_What to produce:_ Starting with the line that contains "button-up shirt, written as integer pixel values.", set down each line through the end of the entries below, exactly and with nothing added.

── Records for the task ──

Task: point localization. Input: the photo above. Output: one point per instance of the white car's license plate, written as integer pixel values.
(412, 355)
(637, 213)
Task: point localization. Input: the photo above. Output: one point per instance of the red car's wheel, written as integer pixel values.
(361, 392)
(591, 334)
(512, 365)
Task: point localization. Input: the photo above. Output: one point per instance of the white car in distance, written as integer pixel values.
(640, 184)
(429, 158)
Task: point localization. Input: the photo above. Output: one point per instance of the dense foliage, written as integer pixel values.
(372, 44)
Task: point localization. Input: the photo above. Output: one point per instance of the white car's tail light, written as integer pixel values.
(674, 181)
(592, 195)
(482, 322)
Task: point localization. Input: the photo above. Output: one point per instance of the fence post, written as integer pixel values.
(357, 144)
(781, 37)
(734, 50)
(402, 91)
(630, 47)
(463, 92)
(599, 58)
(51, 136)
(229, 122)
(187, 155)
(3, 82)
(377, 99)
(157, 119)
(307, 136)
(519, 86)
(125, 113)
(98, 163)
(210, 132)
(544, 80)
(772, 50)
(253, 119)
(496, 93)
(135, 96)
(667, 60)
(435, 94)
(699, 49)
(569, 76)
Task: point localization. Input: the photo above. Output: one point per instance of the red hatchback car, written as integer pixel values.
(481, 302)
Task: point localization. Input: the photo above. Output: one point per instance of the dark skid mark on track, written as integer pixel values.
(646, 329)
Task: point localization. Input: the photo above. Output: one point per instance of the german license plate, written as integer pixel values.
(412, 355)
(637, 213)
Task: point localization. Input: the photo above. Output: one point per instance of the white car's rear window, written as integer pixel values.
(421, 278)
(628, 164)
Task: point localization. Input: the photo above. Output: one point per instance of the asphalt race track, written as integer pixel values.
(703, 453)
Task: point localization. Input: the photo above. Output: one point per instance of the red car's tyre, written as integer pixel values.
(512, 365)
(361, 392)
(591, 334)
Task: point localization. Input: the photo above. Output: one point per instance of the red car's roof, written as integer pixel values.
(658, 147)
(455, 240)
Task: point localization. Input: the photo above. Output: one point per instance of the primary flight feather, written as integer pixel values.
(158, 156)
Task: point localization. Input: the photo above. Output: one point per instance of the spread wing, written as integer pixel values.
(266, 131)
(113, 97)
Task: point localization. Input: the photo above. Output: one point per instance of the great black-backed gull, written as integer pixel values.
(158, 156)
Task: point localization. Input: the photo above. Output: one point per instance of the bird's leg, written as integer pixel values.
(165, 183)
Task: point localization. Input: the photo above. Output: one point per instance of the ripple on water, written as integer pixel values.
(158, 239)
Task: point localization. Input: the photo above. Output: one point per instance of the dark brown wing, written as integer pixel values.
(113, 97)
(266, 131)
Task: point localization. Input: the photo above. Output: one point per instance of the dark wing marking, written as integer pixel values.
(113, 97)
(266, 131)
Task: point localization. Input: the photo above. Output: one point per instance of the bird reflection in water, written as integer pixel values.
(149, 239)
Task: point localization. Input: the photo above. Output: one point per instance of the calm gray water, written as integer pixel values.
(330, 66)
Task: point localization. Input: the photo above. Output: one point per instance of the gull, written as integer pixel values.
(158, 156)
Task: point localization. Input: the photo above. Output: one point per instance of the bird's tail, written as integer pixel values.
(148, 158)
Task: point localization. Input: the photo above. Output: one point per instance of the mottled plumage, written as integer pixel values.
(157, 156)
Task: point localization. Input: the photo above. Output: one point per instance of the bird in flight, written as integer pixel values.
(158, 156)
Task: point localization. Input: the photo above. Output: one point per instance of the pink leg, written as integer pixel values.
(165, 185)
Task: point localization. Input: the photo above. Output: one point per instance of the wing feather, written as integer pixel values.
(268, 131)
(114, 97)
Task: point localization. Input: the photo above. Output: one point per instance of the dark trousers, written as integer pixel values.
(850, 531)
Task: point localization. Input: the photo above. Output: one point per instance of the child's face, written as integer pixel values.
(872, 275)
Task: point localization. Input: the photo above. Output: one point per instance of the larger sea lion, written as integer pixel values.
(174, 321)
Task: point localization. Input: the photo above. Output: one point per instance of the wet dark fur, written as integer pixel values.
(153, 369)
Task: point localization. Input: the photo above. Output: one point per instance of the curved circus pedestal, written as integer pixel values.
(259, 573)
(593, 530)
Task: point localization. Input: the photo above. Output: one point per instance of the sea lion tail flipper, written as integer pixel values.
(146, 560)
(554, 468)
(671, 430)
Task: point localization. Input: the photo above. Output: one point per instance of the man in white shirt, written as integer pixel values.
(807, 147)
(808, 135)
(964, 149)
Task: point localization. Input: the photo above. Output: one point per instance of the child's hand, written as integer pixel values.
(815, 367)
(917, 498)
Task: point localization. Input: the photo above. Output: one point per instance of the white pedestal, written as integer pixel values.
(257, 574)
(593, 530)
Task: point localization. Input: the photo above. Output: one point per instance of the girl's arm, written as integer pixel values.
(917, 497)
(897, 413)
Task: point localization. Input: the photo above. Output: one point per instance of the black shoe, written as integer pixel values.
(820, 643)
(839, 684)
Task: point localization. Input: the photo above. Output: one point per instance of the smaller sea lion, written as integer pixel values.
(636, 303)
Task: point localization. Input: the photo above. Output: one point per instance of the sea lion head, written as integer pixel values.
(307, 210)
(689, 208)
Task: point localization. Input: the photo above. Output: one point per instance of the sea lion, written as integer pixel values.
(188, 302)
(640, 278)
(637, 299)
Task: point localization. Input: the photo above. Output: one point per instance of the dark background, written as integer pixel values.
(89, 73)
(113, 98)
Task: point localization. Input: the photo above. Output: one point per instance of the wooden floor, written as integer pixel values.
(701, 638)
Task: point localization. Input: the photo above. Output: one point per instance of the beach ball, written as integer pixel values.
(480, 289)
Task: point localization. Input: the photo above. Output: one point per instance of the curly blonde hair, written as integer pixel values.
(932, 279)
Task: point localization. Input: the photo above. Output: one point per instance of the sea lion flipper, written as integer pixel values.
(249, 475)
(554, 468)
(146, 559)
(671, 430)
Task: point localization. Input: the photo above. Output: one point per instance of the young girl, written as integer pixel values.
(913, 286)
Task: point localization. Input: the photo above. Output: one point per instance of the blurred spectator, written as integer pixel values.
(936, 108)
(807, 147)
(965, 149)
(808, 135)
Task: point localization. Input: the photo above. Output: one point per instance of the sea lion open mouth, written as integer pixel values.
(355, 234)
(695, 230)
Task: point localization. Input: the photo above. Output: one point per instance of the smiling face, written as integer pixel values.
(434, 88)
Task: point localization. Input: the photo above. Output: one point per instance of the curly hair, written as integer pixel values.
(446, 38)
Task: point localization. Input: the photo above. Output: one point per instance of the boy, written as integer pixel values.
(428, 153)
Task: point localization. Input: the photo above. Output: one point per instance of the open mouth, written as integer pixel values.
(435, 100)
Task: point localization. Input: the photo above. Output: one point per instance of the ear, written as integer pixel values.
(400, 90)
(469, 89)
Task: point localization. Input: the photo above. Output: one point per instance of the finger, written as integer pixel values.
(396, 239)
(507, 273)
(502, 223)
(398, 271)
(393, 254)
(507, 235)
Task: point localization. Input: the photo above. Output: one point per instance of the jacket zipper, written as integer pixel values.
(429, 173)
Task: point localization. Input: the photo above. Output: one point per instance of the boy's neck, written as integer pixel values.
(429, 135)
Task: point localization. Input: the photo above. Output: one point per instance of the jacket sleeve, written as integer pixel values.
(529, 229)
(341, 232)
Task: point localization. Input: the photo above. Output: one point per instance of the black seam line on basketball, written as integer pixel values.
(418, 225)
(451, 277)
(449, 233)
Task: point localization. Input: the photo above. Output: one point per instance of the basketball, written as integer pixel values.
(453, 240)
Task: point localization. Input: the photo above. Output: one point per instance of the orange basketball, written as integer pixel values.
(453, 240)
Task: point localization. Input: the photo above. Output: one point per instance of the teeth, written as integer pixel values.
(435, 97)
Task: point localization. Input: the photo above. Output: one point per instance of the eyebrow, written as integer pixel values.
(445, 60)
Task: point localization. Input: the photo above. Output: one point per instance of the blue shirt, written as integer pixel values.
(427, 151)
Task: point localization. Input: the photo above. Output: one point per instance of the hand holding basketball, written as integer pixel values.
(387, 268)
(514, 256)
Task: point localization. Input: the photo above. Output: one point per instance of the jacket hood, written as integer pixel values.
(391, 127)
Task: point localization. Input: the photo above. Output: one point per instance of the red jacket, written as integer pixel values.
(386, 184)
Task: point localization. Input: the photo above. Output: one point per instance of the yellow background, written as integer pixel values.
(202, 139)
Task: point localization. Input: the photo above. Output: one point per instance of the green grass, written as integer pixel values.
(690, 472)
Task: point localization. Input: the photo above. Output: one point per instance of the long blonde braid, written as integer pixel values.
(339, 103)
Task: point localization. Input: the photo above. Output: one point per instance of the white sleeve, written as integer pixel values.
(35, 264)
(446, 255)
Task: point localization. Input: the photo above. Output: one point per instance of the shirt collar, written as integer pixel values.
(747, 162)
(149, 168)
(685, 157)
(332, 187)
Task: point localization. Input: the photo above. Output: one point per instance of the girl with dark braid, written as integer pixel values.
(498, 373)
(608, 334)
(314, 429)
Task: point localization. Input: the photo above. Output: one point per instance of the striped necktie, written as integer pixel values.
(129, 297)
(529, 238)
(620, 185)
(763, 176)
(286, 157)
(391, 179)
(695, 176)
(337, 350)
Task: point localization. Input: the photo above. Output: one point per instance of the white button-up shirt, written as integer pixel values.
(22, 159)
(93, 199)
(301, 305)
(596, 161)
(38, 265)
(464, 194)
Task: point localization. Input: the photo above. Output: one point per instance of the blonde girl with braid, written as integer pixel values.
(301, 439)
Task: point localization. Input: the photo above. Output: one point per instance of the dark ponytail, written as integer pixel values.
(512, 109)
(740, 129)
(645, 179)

───

_Answer below:_
Task: point localization. Input: the photo above. Output: one point per instance of the white button-up shirt, written as integer pixel values.
(22, 159)
(93, 199)
(301, 305)
(596, 161)
(38, 265)
(464, 194)
Task: point localization. Input: the photo above. Output: one point per instance of the blonde girl with braid, written as integer pixel values.
(301, 439)
Task: point localization. Input: the photo above. Output: one point per instance of the dark ponytail, written as integer pixel values.
(512, 109)
(740, 129)
(645, 179)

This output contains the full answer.